やはりところどころ記憶が曖昧でどう書いたか思い出せない箇所もあったのですが、そこはもうスパッと諦めました。大事なのは元通りに戻すことではなくて、論理的に明晰か、全体の論述の中できちんと意味を為すかどうかでしょう。
細かい章立ては微妙に変わるかもしれないですが、たぶん全体の構成としては以下のようなかんじになるはずです。
I. 序論
・イブン=タイミーヤ(1326 年没)はイブン=アラビー思想を「哲学」(falsafah)として批判していたが、14 世紀後半から15 世紀前半になると哲学的神学者タフターザーニー(1389/90 年没)の側からも批判が為されるようになる。彼の批判はイブン=スィーナーの哲学的諸概念を援用して展開されている。この後者の批判に対して存在一性論の側から反駁を加えたのがファナーリー(1431 年没)。
・タフターザーニー「神は存在必然者(wajib al-wujud)であるが、〈存在〉の存在が必然的であるなどということはあり得ない」;ファナーリー「いや、必然的である」。この点を証明する為に〈関係〉(nisbah / idafah)という概念が用いられる。
II. タフターザーニーによる批判
1. 〈存在〉と必然性
・〈存在〉は存在必然者と存在可能者とに分割される。
・〈存在〉はあらゆる存在者が共有する。何故ならあらゆる存在者は「存在する」と言われる(但し一義的にではない)から。

______

** 課題文 1 **
記録の中で「tail」という語を含む行はどれですか？該当する行をもれなく書き出してください。
** 課題文 2 **
存在一性論をめぐる文章を、示されている最後の文の後から書き継いでください。
存在一性論をめぐる文章と記録とのあいだには、何の関係もありません。

______

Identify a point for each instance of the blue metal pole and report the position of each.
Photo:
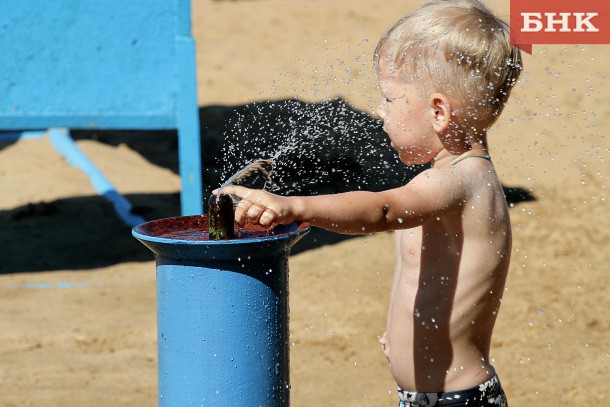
(222, 315)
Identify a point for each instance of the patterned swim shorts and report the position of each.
(488, 394)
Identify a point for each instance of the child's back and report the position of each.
(450, 275)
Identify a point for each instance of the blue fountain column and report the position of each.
(222, 315)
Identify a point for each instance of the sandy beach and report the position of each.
(77, 292)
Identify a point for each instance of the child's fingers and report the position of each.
(238, 191)
(241, 211)
(254, 213)
(268, 217)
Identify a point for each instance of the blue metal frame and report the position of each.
(106, 64)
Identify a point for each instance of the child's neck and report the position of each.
(471, 145)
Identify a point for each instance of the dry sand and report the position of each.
(82, 330)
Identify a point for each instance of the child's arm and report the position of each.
(428, 195)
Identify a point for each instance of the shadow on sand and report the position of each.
(342, 149)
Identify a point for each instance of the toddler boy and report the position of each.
(445, 73)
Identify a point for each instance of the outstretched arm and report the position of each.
(427, 195)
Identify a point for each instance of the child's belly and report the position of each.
(422, 354)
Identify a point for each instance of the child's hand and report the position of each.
(260, 207)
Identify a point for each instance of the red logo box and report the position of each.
(559, 22)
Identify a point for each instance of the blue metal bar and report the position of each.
(20, 135)
(61, 140)
(189, 145)
(222, 315)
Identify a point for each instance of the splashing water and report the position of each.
(315, 148)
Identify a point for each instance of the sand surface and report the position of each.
(77, 294)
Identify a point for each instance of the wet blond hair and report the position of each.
(461, 49)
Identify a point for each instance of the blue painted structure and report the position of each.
(109, 64)
(222, 314)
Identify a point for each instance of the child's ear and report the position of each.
(442, 112)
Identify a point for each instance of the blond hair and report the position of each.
(462, 49)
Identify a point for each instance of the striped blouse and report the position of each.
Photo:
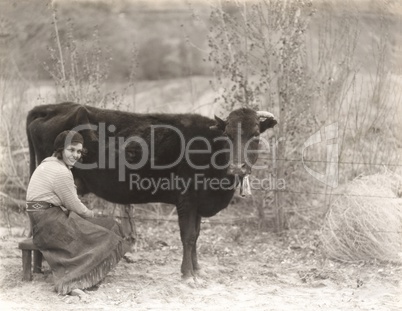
(53, 182)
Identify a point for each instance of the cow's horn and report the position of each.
(265, 115)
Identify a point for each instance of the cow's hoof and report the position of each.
(189, 281)
(200, 283)
(200, 273)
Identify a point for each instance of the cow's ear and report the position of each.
(266, 123)
(220, 124)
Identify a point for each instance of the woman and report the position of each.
(79, 249)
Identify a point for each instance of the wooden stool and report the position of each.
(27, 247)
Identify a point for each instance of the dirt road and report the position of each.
(243, 270)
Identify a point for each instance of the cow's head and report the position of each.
(243, 128)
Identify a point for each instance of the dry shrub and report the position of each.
(365, 222)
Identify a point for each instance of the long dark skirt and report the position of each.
(80, 251)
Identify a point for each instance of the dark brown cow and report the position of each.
(184, 159)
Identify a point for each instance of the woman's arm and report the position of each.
(65, 189)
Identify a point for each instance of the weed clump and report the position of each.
(365, 222)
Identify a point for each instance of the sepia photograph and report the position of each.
(201, 155)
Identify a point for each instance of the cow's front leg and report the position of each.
(188, 232)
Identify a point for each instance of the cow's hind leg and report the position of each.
(189, 234)
(194, 256)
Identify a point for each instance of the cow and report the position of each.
(188, 160)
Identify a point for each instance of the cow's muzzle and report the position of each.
(240, 169)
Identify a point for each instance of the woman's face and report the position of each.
(72, 153)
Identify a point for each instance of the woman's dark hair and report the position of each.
(64, 139)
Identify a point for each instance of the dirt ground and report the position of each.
(243, 269)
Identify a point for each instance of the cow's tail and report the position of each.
(32, 153)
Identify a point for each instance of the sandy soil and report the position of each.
(244, 269)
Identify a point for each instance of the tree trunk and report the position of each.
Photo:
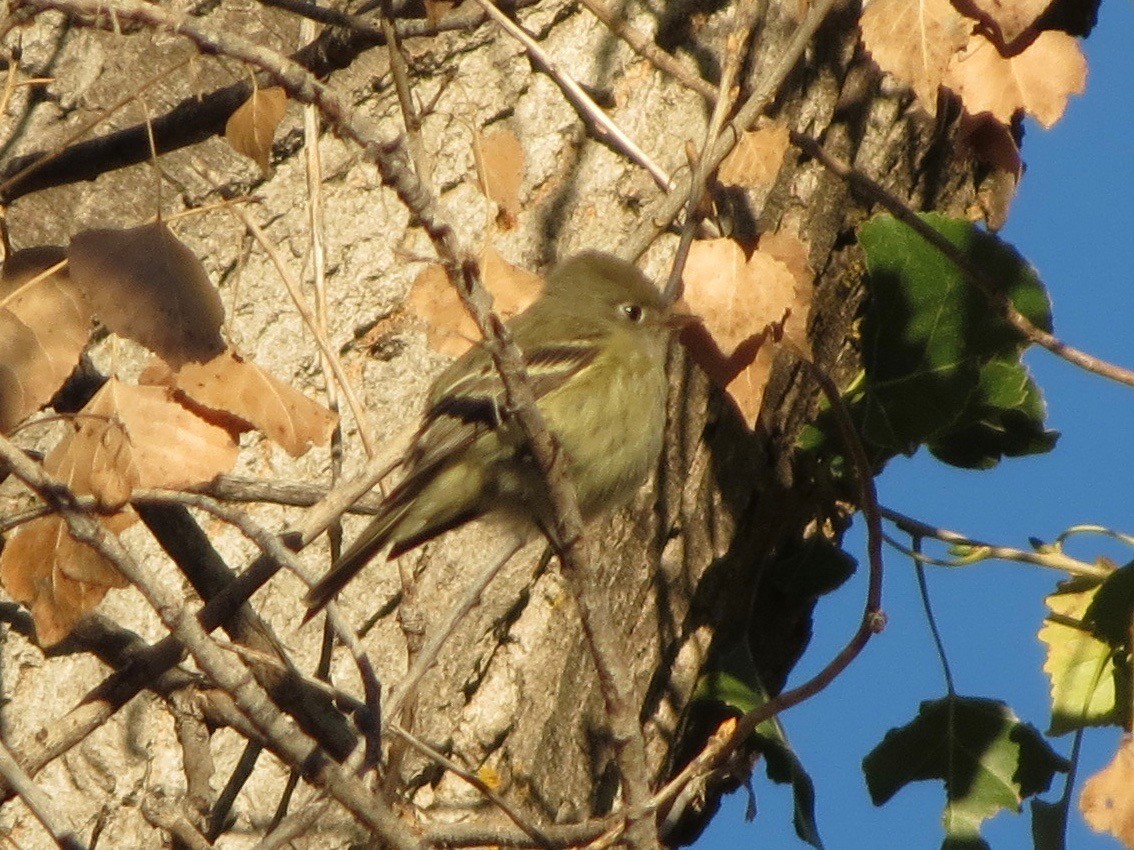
(702, 561)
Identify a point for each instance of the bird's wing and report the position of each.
(472, 402)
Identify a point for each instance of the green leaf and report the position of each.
(1109, 613)
(785, 767)
(736, 683)
(1085, 682)
(942, 364)
(988, 758)
(1049, 825)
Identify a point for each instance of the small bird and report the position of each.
(594, 349)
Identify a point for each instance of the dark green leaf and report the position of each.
(987, 757)
(1109, 614)
(942, 363)
(736, 683)
(1049, 825)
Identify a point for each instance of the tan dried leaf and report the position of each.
(44, 326)
(500, 168)
(168, 444)
(756, 158)
(914, 40)
(744, 304)
(1012, 17)
(42, 566)
(991, 142)
(437, 9)
(449, 328)
(36, 568)
(1107, 801)
(252, 127)
(230, 384)
(1038, 81)
(145, 285)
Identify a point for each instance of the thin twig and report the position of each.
(603, 127)
(440, 635)
(694, 207)
(329, 356)
(983, 281)
(1055, 560)
(872, 620)
(36, 800)
(659, 219)
(292, 745)
(293, 826)
(515, 815)
(400, 74)
(648, 49)
(614, 673)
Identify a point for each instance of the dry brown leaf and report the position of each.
(756, 158)
(169, 444)
(126, 436)
(43, 330)
(794, 253)
(42, 566)
(500, 168)
(252, 127)
(437, 9)
(35, 569)
(1012, 17)
(145, 285)
(1107, 801)
(914, 40)
(449, 328)
(233, 385)
(743, 303)
(991, 142)
(1038, 81)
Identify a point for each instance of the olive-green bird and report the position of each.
(594, 347)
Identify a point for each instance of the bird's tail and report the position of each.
(372, 541)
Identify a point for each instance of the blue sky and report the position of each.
(1073, 220)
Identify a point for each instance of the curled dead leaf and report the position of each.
(1038, 79)
(499, 160)
(756, 158)
(43, 567)
(745, 304)
(1010, 17)
(145, 285)
(252, 127)
(449, 328)
(168, 444)
(915, 42)
(1107, 801)
(44, 325)
(230, 385)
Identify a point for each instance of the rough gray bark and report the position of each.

______

** 出力結果 1 **
Identify a point for each instance of the cow's tail and report the position of each.
Identify a point for each instance of the bird's tail and report the position of each.

** 出力結果 2 **
・必然者の実相に関するタフターザーニー自身の見解は?(ここまで踏み込むのは難しいか)
2. 必然性をめぐる諸問題
・芥もくたの存在の問題
・〈存在〉の分割の問題
・多性との折り合いの問題
III. ファナーリーの反駁
1. 〈関係〉の定立
・〈存在〉には、〈実在的存在〉(al-wujud al-haqiqi)と〈関係的存在〉(al-wujud al-idafi)という二つの意味がある。
2. 必然性の証明
・神認識は、〈美麗で精妙な神名的諸関係〉(神の内在の側面に対応)と〈荘厳で圧倒的な神名的諸関係〉(神の超越の側面に対応)の両方から為されなければならないが、タフターザーニーは後者の超越の側面からしか神を捉えることができておらず、彼の神認識は不完全云々。
・タフターザーニーの批判のうちで論じられているのは、〈関係的存在〉。しかし神と同定されるのは〈実在的存在〉。故にタフターザーニーが批判するような齟齬は帰結しない。
IV. 結論
・簡単な総括
・〈関係〉と思惟の問題に言及
・ファナーリーに先行する存在一性論者の議論との異同など、今後の課題に触れる。
このうち第I 章第1 節の議論については、数日前から差し込もうかどうしようか思案していたのですが、まだまだ割と字数的にも余裕があるようなので、意を決します。第2 節で分析するタフターザーニーの批判が〈存在〉と必然者との同定に対する指弾である以上、その前提となる議論として、タフターザーニー自身が〈存在〉と必然者(或いは必然性)との関係についてどう考えていたかは、あらかじめ把握しておく必要があるでしょう。この問題は修論でも扱ったり扱わなかったりした部分なので、ちょっと大変なのですが、必要な部分ではあるはずなので、必要最低限はできる限り触れようと思います。
現在は第III 章(分量的には全体の半分弱のはず)がほぼ終わったので、第I 章と第II 章にとりかかっています。明日の明け方までにこの部分を書き上げて、明日は結論と全体の手直しに着手できることを目指します。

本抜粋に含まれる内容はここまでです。